-- What is expected --
Retype word for word every line of the listing below, from the line containing "1308, row 528." through the line containing "column 330, row 638", both of those lines included.

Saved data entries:
◇ ◇ ◇ ◇
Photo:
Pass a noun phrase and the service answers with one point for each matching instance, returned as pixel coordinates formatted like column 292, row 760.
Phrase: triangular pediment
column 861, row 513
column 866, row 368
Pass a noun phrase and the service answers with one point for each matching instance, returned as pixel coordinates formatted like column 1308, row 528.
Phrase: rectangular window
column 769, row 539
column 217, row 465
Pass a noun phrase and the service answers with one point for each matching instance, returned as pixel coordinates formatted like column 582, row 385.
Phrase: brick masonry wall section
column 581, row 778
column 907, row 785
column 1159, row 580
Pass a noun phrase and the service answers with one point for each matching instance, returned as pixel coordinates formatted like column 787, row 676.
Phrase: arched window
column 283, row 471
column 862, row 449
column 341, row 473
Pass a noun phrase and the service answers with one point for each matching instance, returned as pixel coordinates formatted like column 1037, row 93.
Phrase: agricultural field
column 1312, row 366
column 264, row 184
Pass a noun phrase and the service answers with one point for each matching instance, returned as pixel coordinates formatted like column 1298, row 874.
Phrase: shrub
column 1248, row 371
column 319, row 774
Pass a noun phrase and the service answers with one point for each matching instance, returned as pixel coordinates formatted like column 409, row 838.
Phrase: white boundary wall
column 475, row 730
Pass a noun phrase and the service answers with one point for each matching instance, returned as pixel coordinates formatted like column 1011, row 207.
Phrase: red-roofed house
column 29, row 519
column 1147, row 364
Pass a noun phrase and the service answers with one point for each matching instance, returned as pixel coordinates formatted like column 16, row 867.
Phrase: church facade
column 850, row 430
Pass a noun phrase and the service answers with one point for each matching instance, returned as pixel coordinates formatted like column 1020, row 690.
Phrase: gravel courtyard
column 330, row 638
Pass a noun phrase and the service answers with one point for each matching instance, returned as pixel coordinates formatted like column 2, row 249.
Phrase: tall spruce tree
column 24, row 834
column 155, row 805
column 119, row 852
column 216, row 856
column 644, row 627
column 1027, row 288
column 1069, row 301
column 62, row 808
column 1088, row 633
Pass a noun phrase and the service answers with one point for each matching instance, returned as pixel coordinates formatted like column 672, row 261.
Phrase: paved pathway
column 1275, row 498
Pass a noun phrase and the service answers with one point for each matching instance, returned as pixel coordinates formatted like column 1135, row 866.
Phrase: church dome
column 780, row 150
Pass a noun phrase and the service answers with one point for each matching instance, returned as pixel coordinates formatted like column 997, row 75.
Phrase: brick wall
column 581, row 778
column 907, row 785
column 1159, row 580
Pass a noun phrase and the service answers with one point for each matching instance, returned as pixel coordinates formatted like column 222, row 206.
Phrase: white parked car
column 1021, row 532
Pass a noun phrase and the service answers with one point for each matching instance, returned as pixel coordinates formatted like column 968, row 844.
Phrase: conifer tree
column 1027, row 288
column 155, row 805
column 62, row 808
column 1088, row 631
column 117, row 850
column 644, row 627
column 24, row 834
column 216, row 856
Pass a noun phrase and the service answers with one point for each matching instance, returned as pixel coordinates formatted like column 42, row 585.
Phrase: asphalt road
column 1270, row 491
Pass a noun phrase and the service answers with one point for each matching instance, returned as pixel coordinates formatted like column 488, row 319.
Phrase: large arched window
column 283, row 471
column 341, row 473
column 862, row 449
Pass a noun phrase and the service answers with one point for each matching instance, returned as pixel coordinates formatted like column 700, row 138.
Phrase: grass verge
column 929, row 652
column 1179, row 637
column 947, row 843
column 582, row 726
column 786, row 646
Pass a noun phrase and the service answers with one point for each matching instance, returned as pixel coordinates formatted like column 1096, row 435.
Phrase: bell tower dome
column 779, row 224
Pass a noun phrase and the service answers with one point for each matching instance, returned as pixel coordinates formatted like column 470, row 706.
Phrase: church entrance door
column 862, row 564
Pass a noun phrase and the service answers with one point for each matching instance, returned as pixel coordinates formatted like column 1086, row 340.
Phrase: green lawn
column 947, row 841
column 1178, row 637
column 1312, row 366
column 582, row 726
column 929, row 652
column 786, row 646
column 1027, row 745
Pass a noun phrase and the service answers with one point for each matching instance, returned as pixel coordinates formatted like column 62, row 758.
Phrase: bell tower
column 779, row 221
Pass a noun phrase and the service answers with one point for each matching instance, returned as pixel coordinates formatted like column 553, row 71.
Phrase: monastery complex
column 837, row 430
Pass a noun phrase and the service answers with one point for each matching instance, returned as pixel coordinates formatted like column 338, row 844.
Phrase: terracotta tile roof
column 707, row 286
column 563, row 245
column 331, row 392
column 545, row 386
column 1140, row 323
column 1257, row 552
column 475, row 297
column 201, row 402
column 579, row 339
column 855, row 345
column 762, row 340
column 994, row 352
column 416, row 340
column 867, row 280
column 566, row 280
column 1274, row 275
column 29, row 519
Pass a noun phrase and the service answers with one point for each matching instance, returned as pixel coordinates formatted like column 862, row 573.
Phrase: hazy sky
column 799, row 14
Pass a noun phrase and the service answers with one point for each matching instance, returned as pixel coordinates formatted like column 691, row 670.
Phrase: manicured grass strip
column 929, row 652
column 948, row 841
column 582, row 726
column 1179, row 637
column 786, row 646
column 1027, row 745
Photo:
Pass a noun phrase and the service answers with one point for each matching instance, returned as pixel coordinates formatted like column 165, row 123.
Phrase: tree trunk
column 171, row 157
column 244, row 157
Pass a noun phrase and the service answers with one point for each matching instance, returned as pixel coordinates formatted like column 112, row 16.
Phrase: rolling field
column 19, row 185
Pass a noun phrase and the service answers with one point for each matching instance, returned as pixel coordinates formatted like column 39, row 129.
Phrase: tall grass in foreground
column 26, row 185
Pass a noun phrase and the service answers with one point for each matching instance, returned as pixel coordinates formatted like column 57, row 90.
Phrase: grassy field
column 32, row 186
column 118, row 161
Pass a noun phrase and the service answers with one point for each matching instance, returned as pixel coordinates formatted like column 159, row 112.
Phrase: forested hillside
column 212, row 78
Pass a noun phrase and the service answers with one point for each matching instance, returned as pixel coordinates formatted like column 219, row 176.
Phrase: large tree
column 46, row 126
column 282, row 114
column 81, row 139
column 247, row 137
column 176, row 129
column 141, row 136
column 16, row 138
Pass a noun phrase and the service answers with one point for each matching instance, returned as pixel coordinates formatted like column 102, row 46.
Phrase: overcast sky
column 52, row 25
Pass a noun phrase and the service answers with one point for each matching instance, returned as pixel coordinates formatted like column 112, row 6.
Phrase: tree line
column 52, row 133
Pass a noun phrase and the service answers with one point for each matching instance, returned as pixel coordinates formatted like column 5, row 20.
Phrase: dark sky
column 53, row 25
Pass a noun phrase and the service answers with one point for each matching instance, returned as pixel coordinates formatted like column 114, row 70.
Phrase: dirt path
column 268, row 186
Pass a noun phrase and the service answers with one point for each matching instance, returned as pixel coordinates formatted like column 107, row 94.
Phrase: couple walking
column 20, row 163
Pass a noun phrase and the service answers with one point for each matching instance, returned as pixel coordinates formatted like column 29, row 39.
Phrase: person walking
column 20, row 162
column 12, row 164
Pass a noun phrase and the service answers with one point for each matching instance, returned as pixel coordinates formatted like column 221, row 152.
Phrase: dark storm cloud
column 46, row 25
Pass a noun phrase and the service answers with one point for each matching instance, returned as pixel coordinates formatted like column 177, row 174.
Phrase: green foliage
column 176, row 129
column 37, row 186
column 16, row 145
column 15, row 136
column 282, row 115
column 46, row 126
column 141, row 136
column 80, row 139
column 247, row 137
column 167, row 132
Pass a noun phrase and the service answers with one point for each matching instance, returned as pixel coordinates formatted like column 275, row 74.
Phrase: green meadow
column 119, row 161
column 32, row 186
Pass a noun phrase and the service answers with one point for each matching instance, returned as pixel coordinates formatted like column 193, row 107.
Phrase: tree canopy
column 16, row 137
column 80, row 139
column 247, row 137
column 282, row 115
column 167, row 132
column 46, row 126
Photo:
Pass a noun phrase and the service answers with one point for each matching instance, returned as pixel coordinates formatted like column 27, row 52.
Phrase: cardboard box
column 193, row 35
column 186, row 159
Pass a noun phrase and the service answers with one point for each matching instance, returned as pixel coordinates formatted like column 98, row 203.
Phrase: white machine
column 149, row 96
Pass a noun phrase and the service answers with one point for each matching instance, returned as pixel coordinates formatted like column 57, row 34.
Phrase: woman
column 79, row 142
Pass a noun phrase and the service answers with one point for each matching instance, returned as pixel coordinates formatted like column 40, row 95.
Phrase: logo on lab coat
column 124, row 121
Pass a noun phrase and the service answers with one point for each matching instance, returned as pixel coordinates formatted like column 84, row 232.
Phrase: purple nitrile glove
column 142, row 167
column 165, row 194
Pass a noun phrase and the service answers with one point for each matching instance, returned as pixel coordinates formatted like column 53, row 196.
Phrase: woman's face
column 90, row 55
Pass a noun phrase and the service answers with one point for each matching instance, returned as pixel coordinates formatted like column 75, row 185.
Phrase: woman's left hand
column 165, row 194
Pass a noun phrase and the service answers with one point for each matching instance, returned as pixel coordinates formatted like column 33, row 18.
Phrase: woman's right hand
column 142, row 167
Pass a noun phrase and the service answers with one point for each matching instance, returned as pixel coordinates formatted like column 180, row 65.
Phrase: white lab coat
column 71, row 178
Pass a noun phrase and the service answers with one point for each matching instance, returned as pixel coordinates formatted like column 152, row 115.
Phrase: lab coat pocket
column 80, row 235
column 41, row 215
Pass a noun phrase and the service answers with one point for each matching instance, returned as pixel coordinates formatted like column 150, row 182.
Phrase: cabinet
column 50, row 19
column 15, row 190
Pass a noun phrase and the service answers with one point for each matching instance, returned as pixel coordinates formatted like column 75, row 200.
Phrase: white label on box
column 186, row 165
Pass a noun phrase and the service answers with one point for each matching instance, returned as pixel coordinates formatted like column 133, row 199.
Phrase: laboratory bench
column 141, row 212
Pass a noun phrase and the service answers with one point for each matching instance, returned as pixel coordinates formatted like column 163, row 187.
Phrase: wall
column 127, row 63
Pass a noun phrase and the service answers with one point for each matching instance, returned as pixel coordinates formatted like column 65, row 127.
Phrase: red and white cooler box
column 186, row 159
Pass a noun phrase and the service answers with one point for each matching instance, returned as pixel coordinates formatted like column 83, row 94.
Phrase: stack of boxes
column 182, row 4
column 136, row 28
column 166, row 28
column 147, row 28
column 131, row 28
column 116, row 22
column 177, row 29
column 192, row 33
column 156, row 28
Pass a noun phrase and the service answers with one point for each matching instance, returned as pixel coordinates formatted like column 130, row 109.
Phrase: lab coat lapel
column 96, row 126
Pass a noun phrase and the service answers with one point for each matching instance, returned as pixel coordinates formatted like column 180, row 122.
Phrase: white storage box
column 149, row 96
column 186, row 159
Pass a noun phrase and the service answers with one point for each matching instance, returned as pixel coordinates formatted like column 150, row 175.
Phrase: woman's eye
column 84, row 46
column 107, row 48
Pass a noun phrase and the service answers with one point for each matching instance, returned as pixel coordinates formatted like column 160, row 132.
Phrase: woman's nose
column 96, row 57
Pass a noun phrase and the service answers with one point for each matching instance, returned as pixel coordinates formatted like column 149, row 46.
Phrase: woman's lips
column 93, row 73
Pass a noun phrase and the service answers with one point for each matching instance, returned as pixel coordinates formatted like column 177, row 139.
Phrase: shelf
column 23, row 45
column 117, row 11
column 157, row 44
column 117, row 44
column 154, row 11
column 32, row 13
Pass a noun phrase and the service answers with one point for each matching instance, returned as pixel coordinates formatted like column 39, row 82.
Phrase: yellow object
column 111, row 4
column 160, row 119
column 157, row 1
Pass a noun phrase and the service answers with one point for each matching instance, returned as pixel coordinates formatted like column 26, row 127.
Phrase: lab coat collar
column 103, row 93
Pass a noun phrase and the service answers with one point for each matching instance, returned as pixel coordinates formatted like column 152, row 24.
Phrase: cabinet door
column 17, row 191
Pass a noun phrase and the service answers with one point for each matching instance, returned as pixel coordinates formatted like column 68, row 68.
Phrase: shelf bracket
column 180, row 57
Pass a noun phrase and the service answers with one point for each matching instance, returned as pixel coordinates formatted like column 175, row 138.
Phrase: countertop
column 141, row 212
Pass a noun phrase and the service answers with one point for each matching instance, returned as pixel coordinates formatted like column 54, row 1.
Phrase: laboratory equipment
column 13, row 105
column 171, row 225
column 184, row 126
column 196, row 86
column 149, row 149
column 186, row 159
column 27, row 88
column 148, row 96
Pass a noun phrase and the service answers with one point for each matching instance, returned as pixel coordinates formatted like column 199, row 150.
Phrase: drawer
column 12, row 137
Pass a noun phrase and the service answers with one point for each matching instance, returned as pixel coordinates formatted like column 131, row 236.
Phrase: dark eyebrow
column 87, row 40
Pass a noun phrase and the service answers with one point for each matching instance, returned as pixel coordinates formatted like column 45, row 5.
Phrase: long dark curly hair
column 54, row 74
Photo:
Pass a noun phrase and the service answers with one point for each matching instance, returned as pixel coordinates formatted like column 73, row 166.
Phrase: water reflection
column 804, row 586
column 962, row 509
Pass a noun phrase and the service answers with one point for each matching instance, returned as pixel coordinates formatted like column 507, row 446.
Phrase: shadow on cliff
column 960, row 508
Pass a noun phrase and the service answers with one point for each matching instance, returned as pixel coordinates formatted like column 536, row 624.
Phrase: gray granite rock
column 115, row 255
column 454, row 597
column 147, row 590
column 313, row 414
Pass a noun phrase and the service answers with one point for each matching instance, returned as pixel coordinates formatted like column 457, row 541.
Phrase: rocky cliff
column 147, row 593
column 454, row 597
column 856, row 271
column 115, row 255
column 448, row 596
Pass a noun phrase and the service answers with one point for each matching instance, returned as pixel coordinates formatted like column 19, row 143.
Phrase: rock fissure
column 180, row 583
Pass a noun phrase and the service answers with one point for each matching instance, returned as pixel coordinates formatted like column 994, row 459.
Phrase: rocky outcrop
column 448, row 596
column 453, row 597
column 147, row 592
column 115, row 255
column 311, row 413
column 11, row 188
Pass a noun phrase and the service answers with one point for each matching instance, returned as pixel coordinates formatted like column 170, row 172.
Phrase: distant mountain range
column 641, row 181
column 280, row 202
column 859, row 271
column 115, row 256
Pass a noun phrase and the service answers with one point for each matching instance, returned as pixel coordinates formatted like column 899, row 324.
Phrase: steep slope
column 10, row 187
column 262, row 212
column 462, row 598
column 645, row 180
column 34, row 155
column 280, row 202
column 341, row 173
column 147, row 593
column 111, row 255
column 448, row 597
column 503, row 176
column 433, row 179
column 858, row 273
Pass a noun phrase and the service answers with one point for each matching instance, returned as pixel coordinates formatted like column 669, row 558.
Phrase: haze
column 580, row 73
◇ ◇ ◇ ◇
-- Result for this exercise --
Pass a noun phrase and the service answers with one point for each matching instance, returned as pixel coordinates formatted like column 1308, row 528.
Phrase: rectangular window
column 769, row 539
column 217, row 465
Pass a noun phrase and the service answers with one point for each matching instance, returned as pixel coordinates formatted like column 582, row 385.
Phrase: brick masonry wall section
column 581, row 778
column 907, row 785
column 1159, row 580
Pass a noun phrase and the service answers with one point for each matching instance, returned as pixel coordinates formatted like column 787, row 676.
Phrase: arched window
column 283, row 471
column 862, row 449
column 341, row 473
Pass a noun phrase and the service answers with one point for each matching instance, returned as pixel coordinates formatted like column 1037, row 93.
Phrase: agricultural field
column 1312, row 366
column 264, row 184
Pass a noun phrase and the service answers with one point for each matching instance, returned as pixel coordinates formatted like column 1298, row 874.
Phrase: shrub
column 1248, row 371
column 319, row 774
Pass a noun phrase and the service answers with one point for each matching instance, returned as pixel coordinates formatted like column 409, row 838.
Phrase: white boundary wall
column 475, row 730
Pass a noun phrase and the service answers with one point for each matching instance, returned as pixel coordinates formatted like column 1011, row 207.
Phrase: red-roofed house
column 29, row 519
column 1147, row 364
Pass a noun phrase and the service answers with one point for each matching instance, returned as pixel coordinates formatted like column 16, row 867.
Phrase: church facade
column 850, row 430
Pass a noun phrase and the service answers with one point for each matching instance, returned as pixel coordinates formatted like column 1020, row 690.
Phrase: gravel courtyard
column 330, row 638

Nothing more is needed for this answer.